### ACTION ITEM
Reproduce every line of the data below with no changes at all.

### Stored items
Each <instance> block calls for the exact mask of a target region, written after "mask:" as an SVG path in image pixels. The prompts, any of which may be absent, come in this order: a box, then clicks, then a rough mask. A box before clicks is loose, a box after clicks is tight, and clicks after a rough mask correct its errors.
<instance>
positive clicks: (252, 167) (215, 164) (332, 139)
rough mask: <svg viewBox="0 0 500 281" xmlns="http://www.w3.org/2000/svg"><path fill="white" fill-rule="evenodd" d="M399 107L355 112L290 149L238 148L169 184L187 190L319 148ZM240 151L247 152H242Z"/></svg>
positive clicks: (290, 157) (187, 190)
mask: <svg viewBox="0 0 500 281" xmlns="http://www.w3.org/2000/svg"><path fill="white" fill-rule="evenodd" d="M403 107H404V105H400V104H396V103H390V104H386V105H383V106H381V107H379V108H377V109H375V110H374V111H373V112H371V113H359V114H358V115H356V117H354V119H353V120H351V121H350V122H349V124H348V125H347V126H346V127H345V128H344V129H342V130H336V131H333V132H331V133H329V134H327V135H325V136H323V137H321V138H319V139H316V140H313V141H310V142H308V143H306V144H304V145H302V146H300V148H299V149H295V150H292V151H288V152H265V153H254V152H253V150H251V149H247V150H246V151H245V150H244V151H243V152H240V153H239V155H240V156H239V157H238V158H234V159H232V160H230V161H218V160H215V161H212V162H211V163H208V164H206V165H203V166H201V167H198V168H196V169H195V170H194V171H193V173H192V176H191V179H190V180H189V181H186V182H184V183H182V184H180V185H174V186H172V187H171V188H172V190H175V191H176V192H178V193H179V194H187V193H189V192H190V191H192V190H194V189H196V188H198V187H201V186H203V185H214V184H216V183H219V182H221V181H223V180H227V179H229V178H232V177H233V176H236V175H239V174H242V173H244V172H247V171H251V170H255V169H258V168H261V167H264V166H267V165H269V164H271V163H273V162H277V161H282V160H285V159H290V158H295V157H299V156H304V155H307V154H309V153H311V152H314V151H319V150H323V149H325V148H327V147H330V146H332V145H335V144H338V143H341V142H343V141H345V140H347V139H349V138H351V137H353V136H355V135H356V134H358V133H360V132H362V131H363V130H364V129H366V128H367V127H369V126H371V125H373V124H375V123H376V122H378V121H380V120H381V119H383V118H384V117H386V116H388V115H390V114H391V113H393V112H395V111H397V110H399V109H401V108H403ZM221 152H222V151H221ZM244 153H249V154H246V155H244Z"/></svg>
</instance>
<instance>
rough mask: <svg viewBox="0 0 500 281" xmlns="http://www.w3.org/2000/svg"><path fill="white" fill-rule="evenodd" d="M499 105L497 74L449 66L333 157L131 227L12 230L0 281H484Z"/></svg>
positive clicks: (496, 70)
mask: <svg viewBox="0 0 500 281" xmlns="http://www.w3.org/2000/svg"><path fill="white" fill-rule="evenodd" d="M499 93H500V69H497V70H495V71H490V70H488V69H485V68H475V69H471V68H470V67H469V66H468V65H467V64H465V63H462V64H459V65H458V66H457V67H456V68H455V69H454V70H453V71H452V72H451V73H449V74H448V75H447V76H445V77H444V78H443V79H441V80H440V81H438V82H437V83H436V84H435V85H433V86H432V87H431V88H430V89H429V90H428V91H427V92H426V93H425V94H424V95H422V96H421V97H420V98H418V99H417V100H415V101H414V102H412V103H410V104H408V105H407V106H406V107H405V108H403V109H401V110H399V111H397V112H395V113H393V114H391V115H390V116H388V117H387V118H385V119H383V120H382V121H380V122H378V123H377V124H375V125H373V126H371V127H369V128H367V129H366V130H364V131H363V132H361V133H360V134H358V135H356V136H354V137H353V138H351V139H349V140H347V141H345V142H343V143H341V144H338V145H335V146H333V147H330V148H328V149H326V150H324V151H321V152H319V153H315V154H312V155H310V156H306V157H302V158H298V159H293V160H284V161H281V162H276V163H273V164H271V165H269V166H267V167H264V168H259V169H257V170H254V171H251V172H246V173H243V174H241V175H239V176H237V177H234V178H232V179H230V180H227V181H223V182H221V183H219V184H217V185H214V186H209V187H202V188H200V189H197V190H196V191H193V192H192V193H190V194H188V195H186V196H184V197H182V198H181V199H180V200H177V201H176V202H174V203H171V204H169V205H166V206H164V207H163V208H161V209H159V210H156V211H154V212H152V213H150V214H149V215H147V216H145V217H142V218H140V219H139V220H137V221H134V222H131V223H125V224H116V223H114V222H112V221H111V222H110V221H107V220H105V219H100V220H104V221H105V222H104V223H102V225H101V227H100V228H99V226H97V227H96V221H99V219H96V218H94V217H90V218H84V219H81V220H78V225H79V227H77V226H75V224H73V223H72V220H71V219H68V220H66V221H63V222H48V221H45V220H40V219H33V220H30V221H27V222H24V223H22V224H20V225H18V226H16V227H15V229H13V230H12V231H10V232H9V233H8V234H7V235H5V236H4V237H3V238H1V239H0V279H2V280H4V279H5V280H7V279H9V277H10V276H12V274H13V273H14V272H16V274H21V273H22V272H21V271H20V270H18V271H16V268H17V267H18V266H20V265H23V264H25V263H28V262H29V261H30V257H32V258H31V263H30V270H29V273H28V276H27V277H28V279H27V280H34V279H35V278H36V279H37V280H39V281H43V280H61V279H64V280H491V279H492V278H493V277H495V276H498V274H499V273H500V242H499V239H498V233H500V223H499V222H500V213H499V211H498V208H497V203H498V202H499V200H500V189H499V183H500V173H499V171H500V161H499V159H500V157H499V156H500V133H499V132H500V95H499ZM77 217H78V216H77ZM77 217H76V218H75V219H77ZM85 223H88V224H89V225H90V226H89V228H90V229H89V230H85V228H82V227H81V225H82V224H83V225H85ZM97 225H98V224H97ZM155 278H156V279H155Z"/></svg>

### SOLUTION BELOW
Each <instance> block calls for the exact mask of a target region, written after "mask:" as an SVG path in image pixels. The prompts, any of which may be absent, come in this order: a box, then clicks, then a rough mask. A box before clicks is loose, a box after clicks is tight, and clicks after a rough mask correct its errors.
<instance>
positive clicks: (252, 167) (215, 164) (332, 139)
rough mask: <svg viewBox="0 0 500 281" xmlns="http://www.w3.org/2000/svg"><path fill="white" fill-rule="evenodd" d="M399 107L355 112L290 149L238 148L169 184L187 190L319 148ZM240 151L247 152H242Z"/></svg>
positive clicks: (290, 157) (187, 190)
mask: <svg viewBox="0 0 500 281" xmlns="http://www.w3.org/2000/svg"><path fill="white" fill-rule="evenodd" d="M403 107H404V105H400V104H396V103H390V104H386V105H383V106H381V107H379V108H377V109H375V110H374V111H373V112H371V113H359V114H358V115H356V117H354V119H353V120H351V121H350V122H349V124H348V125H347V126H346V127H345V128H344V129H342V130H336V131H333V132H331V133H329V134H327V135H325V136H323V137H321V138H319V139H316V140H313V141H310V142H308V143H306V144H304V145H302V146H300V148H299V149H295V150H292V151H288V152H265V153H254V152H253V150H251V149H247V150H246V151H245V150H244V151H243V152H240V153H239V155H240V156H239V157H238V158H234V159H232V160H230V161H218V160H215V161H212V162H211V163H208V164H206V165H203V166H201V167H198V168H196V169H195V170H194V171H193V173H192V176H191V179H190V180H189V181H186V182H184V183H182V184H180V185H174V186H172V187H171V188H172V190H175V191H176V192H178V193H179V194H187V193H189V192H190V191H192V190H194V189H196V188H198V187H201V186H203V185H214V184H216V183H219V182H221V181H223V180H227V179H229V178H232V177H233V176H236V175H239V174H242V173H244V172H247V171H251V170H255V169H258V168H261V167H264V166H267V165H269V164H271V163H273V162H277V161H282V160H285V159H290V158H295V157H299V156H304V155H307V154H309V153H311V152H314V151H319V150H323V149H325V148H327V147H330V146H332V145H335V144H338V143H341V142H343V141H345V140H347V139H349V138H351V137H353V136H355V135H356V134H358V133H360V132H362V131H363V130H364V129H366V128H367V127H369V126H371V125H373V124H375V123H376V122H378V121H380V120H381V119H383V118H384V117H386V116H388V115H390V114H391V113H393V112H395V111H397V110H399V109H401V108H403ZM221 152H222V151H221ZM244 153H249V154H246V155H244Z"/></svg>
</instance>
<instance>
rough mask: <svg viewBox="0 0 500 281" xmlns="http://www.w3.org/2000/svg"><path fill="white" fill-rule="evenodd" d="M499 105L497 74L449 66L333 157L131 227L12 230L0 281H484Z"/></svg>
positive clicks: (496, 70)
mask: <svg viewBox="0 0 500 281" xmlns="http://www.w3.org/2000/svg"><path fill="white" fill-rule="evenodd" d="M499 93H500V69H497V70H495V71H490V70H488V69H485V68H475V69H471V68H470V67H469V66H468V65H467V64H465V63H462V64H459V65H458V66H457V67H456V68H455V69H454V70H453V71H452V72H451V73H449V74H448V75H447V76H445V77H444V78H443V79H441V80H440V81H438V82H437V83H436V84H435V85H433V86H432V87H431V88H430V89H429V90H428V91H427V92H426V93H425V94H424V95H422V96H421V97H420V98H418V99H417V100H415V101H414V102H412V103H410V104H408V105H407V106H406V107H405V108H403V109H401V110H399V111H397V112H395V113H393V114H391V115H390V116H388V117H387V118H385V119H383V120H382V121H380V122H378V123H377V124H375V125H373V126H371V127H369V128H367V129H366V130H364V131H363V132H361V133H360V134H358V135H356V136H354V137H353V138H351V139H349V140H347V141H345V142H343V143H341V144H338V145H335V146H333V147H330V148H328V149H326V150H324V151H321V152H319V153H315V154H312V155H310V156H306V157H302V158H298V159H293V160H284V161H281V162H276V163H273V164H271V165H269V166H267V167H264V168H259V169H257V170H254V171H251V172H246V173H243V174H241V175H239V176H237V177H234V178H232V179H230V180H227V181H223V182H221V183H219V184H217V185H214V186H209V187H202V188H200V189H197V190H196V191H193V192H192V193H190V194H188V195H186V196H184V197H182V198H181V199H180V200H177V201H176V202H174V203H171V204H169V205H166V206H164V207H163V208H161V209H159V210H156V211H154V212H152V213H150V214H149V215H147V216H145V217H142V218H140V219H139V220H137V221H134V222H131V223H125V224H116V223H114V222H112V221H111V222H110V221H107V220H105V219H100V220H104V221H105V222H104V223H102V225H101V227H100V228H99V226H97V227H96V221H99V219H96V218H94V217H90V218H84V219H81V220H78V225H79V227H77V226H75V224H73V223H72V220H71V219H68V220H66V221H63V222H48V221H45V220H40V219H33V220H30V221H27V222H24V223H22V224H20V225H18V226H16V227H15V229H13V230H12V231H10V232H9V233H8V234H7V235H5V236H4V237H3V238H1V239H0V279H2V280H4V279H5V280H7V279H9V277H10V276H12V274H13V273H14V272H16V274H21V273H22V272H21V271H20V270H18V271H16V268H17V267H18V266H20V265H23V264H25V263H28V262H29V261H30V257H32V258H31V263H30V270H29V273H28V276H27V277H28V279H27V280H34V279H35V278H36V279H37V280H39V281H43V280H61V279H64V280H491V279H492V278H493V277H495V276H498V274H499V273H500V242H499V239H498V233H500V223H499V222H500V213H499V211H498V208H497V203H498V202H499V200H500V189H499V183H500V173H499V171H500V161H499V159H500V157H499V156H500V133H499V132H500V95H499ZM77 217H78V216H77ZM77 217H76V218H75V219H77ZM85 223H88V224H89V225H90V226H89V228H90V229H89V230H85V228H82V227H81V225H82V224H83V225H85ZM97 225H98V224H97ZM155 278H156V279H155Z"/></svg>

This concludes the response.